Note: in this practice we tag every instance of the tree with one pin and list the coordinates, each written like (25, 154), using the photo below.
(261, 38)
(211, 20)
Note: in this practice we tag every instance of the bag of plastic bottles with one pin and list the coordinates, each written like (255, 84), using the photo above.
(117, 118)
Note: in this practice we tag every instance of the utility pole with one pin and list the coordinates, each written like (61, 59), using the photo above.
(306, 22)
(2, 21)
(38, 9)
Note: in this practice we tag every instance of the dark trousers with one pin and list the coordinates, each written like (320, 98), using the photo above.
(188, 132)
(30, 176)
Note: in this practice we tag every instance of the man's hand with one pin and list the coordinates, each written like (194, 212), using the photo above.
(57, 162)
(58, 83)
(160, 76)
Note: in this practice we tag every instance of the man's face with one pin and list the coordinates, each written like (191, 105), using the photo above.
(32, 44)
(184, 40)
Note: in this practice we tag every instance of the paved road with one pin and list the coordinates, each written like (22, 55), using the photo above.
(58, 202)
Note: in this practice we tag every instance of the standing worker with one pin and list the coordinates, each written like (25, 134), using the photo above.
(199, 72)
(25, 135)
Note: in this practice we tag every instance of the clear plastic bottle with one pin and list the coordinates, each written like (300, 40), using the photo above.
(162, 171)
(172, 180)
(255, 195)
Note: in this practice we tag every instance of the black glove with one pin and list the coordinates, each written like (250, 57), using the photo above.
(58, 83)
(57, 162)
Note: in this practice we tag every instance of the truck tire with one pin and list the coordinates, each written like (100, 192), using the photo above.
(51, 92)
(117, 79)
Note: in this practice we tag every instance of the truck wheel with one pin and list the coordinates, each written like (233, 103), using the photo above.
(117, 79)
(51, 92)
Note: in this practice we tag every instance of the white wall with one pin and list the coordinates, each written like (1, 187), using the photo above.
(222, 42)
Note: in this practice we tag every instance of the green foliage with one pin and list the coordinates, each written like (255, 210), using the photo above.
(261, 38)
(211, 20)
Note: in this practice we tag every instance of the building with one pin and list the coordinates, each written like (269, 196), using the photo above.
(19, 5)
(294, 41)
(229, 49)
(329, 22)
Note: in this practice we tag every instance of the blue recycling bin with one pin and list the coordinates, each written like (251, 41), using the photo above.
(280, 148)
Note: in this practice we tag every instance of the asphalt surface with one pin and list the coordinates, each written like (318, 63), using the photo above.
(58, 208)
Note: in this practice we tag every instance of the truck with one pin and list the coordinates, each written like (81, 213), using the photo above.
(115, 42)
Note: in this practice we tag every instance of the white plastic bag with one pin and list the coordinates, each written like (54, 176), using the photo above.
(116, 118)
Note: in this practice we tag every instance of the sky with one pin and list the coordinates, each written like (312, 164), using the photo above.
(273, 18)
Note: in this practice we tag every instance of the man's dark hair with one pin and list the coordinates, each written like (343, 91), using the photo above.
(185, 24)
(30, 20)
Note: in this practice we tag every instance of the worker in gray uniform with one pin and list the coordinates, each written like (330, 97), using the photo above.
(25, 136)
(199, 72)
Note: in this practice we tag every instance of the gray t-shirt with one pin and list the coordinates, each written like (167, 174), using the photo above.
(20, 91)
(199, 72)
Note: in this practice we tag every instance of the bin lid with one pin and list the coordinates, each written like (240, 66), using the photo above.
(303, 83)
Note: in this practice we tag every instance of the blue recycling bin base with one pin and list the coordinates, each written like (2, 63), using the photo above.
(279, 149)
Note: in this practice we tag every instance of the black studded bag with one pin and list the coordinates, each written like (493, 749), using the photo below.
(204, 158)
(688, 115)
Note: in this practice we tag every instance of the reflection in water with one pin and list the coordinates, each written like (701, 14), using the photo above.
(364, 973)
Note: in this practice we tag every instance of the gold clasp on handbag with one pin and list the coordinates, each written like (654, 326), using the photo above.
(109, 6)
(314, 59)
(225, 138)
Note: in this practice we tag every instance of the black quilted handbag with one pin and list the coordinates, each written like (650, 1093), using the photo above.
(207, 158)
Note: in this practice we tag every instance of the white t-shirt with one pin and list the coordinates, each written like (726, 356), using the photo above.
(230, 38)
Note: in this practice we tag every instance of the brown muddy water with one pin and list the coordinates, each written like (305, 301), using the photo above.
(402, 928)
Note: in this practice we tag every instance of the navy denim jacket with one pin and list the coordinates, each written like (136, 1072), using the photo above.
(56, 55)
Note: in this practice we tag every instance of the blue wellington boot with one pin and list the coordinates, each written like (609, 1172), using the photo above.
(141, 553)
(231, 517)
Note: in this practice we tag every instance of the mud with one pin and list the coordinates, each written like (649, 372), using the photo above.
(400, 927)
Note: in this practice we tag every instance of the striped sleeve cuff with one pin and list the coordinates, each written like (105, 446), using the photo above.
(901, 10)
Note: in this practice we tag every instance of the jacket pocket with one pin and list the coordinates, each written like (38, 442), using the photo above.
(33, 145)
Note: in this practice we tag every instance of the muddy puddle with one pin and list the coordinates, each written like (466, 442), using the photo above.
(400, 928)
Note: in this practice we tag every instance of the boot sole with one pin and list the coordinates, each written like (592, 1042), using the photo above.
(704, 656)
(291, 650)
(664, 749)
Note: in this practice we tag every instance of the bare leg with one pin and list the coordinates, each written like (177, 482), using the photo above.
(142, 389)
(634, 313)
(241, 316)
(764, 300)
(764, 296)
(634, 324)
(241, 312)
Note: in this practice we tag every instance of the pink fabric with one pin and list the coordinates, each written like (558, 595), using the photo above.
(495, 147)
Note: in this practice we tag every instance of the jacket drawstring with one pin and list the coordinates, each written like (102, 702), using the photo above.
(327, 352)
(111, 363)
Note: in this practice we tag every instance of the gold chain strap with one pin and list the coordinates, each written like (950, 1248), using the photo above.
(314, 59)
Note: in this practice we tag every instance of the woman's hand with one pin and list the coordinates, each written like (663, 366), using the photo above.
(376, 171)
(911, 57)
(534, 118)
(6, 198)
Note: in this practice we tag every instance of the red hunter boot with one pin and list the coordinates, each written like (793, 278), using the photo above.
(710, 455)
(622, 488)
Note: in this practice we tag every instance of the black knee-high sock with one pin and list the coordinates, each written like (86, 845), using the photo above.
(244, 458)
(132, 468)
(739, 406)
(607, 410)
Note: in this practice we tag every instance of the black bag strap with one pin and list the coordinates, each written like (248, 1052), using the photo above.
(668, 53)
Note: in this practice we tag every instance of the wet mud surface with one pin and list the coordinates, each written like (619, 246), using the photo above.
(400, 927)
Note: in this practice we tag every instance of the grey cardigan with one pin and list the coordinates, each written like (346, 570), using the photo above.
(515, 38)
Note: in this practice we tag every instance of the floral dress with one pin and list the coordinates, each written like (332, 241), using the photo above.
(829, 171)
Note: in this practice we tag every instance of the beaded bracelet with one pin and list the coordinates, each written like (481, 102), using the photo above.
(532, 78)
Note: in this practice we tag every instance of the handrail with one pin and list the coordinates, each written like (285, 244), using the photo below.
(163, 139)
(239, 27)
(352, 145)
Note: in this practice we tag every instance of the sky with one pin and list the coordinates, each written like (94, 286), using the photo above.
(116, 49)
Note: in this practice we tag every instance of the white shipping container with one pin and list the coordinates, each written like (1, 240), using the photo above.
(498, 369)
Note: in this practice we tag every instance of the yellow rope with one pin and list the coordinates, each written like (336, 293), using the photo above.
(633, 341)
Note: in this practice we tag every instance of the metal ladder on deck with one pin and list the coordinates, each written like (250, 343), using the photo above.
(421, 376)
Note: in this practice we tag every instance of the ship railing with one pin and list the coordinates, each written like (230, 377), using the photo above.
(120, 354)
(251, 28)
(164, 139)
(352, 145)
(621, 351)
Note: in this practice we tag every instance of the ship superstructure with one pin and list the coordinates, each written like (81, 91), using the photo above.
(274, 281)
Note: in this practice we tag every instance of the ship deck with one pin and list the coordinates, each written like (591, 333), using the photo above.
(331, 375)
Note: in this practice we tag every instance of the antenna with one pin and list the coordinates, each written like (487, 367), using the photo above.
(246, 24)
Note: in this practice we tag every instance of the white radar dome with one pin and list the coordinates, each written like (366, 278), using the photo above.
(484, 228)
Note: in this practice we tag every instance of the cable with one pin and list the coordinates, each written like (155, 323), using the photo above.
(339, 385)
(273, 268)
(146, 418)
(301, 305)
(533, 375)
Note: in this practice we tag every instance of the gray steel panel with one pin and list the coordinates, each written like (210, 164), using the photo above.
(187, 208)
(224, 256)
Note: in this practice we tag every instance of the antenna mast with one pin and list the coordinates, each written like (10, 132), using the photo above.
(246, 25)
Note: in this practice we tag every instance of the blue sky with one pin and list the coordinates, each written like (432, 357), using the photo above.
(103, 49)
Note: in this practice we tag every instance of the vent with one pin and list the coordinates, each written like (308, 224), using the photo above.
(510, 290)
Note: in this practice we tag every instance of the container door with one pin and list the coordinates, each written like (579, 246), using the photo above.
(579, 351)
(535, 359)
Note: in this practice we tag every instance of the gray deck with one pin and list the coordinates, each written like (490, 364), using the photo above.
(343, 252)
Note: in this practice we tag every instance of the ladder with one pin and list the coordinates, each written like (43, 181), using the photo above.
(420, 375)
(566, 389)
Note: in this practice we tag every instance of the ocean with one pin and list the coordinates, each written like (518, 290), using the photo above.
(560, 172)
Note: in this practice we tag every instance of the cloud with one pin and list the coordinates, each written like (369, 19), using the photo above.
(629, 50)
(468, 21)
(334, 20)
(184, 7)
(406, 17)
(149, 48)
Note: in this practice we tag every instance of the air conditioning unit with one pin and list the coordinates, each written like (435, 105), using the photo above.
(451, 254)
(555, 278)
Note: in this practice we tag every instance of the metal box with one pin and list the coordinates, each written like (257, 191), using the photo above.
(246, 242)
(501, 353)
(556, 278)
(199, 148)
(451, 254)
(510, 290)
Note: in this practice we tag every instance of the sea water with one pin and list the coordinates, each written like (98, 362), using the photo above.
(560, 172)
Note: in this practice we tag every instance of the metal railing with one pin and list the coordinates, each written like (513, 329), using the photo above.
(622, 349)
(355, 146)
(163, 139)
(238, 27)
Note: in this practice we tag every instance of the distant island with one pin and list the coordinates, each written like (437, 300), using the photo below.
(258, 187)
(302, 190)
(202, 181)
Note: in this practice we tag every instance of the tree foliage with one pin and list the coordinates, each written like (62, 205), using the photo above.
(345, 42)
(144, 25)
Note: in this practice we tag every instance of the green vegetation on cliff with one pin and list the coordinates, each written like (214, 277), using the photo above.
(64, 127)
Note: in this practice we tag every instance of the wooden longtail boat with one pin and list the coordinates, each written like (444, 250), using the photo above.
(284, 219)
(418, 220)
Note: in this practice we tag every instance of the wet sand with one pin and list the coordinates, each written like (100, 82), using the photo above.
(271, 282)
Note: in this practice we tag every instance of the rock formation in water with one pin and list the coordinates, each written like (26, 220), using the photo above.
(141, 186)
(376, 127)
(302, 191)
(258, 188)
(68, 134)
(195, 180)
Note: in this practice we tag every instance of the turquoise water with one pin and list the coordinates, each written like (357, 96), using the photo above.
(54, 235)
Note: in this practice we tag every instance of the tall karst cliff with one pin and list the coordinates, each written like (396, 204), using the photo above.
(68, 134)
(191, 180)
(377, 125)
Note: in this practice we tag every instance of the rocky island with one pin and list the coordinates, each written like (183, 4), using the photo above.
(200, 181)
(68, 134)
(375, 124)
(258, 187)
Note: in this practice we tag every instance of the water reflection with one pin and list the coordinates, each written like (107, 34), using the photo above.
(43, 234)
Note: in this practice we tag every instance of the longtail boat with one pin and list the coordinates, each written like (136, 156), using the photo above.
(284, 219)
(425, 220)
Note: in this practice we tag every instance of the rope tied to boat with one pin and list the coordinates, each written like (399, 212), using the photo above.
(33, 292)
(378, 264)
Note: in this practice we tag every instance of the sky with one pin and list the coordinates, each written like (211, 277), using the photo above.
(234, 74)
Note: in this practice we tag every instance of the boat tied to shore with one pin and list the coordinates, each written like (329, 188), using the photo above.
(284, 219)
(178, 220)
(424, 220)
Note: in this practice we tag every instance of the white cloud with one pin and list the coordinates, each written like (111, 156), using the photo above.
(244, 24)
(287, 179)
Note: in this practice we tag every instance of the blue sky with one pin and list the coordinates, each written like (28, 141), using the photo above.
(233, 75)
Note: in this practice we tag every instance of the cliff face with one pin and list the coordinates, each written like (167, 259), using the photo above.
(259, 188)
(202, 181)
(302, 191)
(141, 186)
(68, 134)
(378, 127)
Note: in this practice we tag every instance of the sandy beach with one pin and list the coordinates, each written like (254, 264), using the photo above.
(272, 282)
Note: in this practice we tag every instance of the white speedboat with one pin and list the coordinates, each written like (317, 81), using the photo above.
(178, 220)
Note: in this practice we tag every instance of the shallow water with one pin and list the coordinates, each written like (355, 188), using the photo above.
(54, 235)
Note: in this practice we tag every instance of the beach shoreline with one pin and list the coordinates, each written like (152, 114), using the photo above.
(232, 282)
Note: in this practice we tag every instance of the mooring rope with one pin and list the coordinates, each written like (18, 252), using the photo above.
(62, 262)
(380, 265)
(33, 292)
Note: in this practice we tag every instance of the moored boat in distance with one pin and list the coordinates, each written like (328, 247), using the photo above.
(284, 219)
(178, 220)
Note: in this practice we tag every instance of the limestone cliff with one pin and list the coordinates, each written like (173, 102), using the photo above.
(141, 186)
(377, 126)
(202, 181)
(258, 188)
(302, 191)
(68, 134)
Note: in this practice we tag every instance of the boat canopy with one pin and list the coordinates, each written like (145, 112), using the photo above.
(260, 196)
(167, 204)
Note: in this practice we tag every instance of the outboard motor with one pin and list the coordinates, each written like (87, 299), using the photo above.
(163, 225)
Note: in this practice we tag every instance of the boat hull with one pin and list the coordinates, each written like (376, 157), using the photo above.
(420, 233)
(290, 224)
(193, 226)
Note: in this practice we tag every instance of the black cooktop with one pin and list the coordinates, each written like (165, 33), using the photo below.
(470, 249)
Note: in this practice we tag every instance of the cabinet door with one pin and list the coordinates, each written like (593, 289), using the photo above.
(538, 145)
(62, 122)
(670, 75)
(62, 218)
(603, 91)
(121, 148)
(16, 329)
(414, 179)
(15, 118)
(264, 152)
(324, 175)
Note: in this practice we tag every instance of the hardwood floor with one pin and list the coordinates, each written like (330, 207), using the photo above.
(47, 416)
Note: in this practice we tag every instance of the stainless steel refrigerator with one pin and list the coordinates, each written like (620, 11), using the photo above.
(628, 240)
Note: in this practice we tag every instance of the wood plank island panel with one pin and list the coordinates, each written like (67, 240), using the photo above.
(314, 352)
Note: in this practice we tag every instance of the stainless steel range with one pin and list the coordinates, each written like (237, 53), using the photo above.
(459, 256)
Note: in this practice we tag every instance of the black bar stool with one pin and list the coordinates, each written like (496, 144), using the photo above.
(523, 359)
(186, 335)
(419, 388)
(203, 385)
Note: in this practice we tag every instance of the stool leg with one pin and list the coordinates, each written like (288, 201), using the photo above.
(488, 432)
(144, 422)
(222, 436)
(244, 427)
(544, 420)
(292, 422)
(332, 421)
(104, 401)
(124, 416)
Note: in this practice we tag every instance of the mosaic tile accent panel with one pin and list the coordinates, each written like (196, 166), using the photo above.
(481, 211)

◆ ◆ ◆ ◆ ◆

Return the final stretch of the listing exactly, starting with the line that contains "53), using the photo above." and ending with the last line.

▶ SOLUTION FOR THIS EXERCISE
Note: in this practice we tag every instance of the stainless steel range with one pin and list the coordinates, each written like (237, 53), using the photo above.
(459, 256)
Note: in this practice we tag every instance of the black bar stool with one pin and list the coordinates, each written like (496, 144), using the photo above.
(523, 359)
(186, 335)
(419, 388)
(203, 385)
Note: in this practice we tag every instance of the stool leg with one pin and list the coordinates, each written like (288, 201), using the photo above.
(488, 432)
(144, 422)
(222, 436)
(244, 427)
(544, 420)
(292, 422)
(332, 421)
(104, 401)
(124, 416)
Note: in this practice we tag every instance of the mosaic tile accent panel with one pin and list the coordinates, each written like (196, 166), using the photo above.
(481, 211)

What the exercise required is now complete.